═════ Passage ═════

You still have it wrong. First check what "capacity" means; this is a tough one, because it has a different meaning than a layman might except. Capacity is not how much energy the battery can store, it's only the half of the equation. _Energy_ is what many people mean with the _capacity of the battery_. Not a real problem in casual discussion, but bear in mind that equations, scientific laws etc. really mean Coulombs = As ~ Ah with the term "capacity".

Capacity = Ah (or As = 1 Coulomb)
Voltage = V
Capacity * Voltage = Ah * V = Wh
Energy = Wh

Wikipedia has it right; nothing about internal resistance. Your another link wrongly states the internal resistance, but otherwise it's correct and the example is good (shows the Ah drop).

But in ADDITION to the Ah drop, there is ALSO a V drop.

Lithium ion has only the V drop as it has Peukert factor of 1.00. You can find Peukert measured experimentally for lithium ion cells if you google around a bit; they always come very near to 1.00.

However, I am aware that there are many sources that state higher Peukert factors for lithium-ion. This comes simply from the misconception of what Peukert factor means; they have measured _energy efficiency_ which includes Ri.

═════ Raw data ═════

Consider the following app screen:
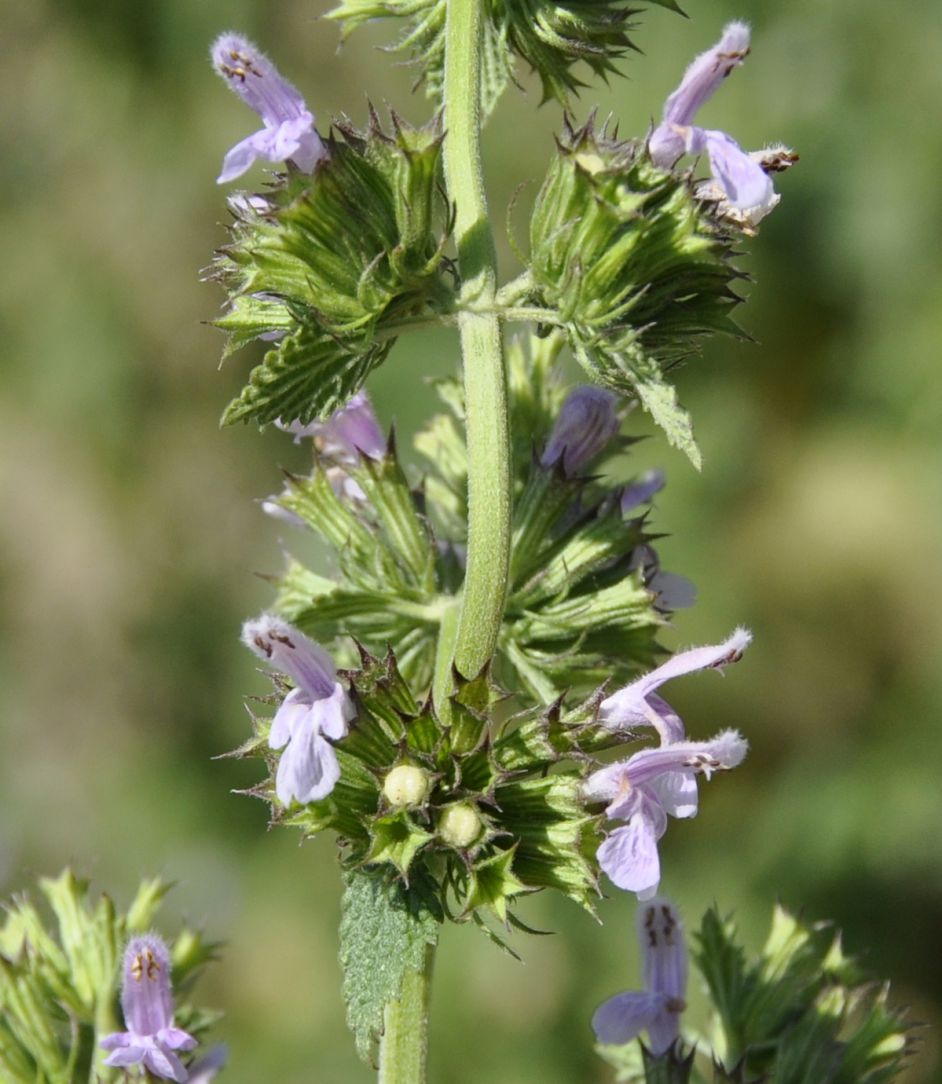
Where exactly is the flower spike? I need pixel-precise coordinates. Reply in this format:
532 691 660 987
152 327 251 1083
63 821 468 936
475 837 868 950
210 33 327 184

═════

## Task
According to the passage on battery capacity, why do many sources list Peukert factors above 1.00 for lithium-ion cells? Explain in one to three sentences.

## Response area
The passage says those higher figures come from misunderstanding what the Peukert factor means. Those sources actually measured energy efficiency, which includes the internal resistance (Ri).